WHAT IS EXPECTED
Scan the records below. Copy every line in which the word "background" appears.
·····
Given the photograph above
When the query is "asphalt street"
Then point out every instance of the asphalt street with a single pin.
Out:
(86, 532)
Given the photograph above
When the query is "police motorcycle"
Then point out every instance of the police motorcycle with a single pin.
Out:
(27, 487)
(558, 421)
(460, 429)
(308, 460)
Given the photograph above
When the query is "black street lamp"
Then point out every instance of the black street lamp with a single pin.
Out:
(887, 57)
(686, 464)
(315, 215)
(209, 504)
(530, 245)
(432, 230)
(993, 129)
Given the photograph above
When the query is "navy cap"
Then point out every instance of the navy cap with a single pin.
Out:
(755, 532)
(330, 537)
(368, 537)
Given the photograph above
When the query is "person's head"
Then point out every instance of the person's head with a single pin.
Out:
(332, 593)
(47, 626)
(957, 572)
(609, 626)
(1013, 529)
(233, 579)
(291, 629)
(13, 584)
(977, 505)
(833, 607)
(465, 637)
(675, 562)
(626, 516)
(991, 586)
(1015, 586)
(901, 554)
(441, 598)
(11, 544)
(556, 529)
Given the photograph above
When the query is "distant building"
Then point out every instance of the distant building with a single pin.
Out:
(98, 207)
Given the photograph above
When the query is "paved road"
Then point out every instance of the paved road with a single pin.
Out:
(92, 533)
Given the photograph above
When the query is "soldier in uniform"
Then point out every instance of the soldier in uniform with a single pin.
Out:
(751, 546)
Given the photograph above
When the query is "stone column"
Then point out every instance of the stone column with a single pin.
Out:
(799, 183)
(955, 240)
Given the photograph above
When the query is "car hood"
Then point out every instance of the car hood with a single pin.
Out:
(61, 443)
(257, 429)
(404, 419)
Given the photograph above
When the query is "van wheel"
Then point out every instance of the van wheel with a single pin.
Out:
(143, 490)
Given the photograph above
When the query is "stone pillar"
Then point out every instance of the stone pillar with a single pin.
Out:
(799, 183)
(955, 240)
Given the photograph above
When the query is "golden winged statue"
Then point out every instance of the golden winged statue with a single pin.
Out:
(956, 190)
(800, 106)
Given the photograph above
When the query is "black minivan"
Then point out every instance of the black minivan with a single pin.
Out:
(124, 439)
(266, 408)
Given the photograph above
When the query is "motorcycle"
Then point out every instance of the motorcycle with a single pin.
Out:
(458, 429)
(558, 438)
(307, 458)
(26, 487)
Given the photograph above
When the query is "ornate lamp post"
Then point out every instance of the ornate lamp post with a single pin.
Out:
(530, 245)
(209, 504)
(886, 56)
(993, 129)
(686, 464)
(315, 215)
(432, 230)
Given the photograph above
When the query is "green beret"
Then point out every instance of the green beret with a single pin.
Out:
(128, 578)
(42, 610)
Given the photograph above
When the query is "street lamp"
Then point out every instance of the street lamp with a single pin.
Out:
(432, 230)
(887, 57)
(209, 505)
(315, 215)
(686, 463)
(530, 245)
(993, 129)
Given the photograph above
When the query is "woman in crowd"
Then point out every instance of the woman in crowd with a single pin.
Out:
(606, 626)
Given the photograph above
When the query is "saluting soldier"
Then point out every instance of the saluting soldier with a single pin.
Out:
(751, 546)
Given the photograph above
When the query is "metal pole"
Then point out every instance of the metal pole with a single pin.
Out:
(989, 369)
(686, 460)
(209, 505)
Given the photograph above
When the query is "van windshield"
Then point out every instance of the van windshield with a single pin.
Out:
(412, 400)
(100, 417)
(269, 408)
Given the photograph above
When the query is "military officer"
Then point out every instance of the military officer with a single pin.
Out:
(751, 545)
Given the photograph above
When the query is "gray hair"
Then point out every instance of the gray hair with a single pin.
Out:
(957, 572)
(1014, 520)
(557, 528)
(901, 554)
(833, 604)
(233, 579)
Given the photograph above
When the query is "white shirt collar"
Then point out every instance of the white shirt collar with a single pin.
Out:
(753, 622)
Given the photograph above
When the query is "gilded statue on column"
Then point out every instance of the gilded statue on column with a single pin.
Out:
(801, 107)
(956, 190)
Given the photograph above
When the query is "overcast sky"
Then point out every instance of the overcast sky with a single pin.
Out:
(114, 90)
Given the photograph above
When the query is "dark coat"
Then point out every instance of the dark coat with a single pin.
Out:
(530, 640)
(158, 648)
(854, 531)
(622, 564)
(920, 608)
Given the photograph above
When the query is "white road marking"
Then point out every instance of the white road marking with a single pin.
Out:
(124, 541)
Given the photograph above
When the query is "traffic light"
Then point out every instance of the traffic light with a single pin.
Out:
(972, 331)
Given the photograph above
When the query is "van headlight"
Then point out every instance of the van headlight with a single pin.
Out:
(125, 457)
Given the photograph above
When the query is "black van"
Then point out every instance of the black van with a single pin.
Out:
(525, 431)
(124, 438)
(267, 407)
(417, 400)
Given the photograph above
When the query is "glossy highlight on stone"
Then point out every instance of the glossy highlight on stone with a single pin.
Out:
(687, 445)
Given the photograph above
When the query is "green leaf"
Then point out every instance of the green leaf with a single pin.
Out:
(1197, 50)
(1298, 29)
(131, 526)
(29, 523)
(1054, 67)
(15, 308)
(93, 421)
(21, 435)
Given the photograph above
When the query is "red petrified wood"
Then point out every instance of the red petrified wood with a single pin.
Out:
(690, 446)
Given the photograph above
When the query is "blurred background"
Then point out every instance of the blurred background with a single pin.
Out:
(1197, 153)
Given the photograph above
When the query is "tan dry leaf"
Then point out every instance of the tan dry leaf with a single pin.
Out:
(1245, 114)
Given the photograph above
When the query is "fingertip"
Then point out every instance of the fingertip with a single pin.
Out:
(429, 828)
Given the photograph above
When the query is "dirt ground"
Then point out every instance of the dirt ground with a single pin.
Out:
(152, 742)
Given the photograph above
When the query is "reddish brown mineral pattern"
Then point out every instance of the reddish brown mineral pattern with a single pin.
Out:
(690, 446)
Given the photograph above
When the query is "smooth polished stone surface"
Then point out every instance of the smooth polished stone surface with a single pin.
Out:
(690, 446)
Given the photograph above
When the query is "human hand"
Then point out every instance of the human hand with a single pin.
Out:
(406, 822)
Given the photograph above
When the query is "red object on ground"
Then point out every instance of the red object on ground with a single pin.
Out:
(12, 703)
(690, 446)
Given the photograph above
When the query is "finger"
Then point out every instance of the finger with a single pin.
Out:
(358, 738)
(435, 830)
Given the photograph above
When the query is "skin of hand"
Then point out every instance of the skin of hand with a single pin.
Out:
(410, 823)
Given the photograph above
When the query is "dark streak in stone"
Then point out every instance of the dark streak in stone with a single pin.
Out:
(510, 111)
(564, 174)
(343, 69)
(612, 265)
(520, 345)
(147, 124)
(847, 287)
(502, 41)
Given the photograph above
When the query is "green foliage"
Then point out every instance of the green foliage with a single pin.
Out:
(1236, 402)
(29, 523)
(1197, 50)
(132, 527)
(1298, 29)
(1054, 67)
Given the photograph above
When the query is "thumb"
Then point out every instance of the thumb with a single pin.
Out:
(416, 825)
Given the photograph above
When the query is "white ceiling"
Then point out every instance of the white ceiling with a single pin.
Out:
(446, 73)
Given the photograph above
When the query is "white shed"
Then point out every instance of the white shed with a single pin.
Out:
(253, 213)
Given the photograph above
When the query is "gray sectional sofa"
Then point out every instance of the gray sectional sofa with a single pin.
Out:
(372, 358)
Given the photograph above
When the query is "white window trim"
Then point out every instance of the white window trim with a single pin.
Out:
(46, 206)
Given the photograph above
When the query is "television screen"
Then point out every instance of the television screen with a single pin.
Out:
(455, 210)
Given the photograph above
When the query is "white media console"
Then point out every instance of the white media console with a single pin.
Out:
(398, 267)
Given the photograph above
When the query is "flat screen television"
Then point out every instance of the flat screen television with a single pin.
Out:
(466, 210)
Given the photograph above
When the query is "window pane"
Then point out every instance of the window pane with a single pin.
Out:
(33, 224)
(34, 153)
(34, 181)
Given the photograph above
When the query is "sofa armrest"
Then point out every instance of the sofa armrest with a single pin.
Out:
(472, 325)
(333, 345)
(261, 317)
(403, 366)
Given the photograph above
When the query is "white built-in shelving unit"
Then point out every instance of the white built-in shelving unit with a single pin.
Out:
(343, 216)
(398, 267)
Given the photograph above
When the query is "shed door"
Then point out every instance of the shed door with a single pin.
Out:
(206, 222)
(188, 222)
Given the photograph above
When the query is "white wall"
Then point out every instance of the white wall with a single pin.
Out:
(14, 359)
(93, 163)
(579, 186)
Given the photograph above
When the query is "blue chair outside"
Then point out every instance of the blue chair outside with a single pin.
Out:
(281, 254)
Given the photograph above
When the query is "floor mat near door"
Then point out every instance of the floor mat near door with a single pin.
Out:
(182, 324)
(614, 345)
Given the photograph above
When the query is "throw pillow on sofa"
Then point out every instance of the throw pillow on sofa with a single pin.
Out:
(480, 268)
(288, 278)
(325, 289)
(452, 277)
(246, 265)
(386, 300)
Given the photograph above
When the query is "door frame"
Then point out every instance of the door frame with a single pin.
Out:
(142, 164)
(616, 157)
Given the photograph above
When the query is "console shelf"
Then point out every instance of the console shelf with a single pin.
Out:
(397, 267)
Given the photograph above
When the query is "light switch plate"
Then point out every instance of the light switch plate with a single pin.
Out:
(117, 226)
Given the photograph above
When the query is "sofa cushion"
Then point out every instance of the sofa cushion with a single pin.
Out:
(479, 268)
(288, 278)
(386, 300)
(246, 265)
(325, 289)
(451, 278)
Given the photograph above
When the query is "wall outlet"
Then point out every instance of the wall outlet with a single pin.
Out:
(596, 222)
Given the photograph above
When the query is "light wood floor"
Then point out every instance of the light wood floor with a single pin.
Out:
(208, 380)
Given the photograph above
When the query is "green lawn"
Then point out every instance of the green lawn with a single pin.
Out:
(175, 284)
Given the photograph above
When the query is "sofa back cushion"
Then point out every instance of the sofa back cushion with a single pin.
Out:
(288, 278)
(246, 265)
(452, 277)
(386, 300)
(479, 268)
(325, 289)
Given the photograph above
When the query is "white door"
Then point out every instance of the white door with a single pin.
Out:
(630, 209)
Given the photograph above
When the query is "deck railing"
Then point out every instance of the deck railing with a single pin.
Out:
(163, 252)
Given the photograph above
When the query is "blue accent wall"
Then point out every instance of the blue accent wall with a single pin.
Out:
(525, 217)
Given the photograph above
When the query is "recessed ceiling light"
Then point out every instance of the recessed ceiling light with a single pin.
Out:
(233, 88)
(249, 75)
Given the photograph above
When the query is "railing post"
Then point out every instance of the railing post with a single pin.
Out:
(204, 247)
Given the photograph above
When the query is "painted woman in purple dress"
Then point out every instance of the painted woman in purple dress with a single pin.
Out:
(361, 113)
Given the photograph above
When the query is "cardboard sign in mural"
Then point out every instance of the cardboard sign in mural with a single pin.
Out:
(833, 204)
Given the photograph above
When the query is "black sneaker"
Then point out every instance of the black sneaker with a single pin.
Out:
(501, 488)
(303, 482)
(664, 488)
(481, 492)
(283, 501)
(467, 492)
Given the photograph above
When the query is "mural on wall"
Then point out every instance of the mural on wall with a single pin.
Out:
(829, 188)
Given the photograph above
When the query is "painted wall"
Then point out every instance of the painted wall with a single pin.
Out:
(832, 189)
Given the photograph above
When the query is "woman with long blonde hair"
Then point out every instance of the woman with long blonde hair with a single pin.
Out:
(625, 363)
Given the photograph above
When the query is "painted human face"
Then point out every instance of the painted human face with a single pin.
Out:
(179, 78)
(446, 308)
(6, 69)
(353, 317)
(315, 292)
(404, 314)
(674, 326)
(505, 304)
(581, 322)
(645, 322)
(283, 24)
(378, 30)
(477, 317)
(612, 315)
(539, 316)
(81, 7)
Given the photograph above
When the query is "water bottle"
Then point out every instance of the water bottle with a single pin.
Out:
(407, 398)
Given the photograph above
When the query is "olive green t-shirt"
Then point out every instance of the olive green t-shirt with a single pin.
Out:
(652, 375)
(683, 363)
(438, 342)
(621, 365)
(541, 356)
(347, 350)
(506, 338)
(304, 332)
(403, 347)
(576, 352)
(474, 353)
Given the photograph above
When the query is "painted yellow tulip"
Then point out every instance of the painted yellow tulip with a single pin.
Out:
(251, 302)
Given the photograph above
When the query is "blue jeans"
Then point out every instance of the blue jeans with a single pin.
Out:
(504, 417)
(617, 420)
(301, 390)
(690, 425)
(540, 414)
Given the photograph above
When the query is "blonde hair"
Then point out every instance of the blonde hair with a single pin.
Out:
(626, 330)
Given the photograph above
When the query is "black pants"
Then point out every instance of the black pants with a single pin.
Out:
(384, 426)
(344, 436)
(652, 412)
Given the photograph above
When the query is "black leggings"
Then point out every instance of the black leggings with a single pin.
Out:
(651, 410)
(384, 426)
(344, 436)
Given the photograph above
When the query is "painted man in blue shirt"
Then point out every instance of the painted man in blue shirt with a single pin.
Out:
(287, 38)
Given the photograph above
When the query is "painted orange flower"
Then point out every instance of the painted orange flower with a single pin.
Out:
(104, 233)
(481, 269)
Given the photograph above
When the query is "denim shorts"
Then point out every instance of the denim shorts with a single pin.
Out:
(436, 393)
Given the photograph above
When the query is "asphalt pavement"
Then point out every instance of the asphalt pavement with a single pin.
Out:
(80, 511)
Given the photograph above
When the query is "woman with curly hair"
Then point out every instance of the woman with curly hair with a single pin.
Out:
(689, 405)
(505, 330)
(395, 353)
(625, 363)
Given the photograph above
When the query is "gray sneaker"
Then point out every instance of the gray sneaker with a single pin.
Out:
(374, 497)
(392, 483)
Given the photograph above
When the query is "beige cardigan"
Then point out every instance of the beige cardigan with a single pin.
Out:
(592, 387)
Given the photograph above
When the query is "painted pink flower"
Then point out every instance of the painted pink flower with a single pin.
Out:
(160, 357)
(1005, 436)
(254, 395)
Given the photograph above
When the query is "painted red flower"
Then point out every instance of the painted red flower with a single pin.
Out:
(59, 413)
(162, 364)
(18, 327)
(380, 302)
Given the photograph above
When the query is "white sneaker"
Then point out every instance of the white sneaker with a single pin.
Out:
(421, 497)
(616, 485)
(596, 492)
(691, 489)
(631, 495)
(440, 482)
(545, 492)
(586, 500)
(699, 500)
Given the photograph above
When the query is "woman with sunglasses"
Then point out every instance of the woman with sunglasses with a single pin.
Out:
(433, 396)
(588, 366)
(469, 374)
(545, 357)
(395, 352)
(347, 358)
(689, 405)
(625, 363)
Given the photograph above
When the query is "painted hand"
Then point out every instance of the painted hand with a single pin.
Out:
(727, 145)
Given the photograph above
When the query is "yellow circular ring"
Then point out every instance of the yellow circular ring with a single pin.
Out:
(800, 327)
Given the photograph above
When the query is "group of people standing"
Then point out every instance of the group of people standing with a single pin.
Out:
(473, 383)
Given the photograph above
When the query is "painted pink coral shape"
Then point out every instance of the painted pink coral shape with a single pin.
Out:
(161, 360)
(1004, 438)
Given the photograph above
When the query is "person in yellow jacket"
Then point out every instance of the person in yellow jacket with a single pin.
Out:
·····
RESPONSE TO THE EXERCISE
When the query is "blurred background"
Then point out every instance of the blurred background with a single pin.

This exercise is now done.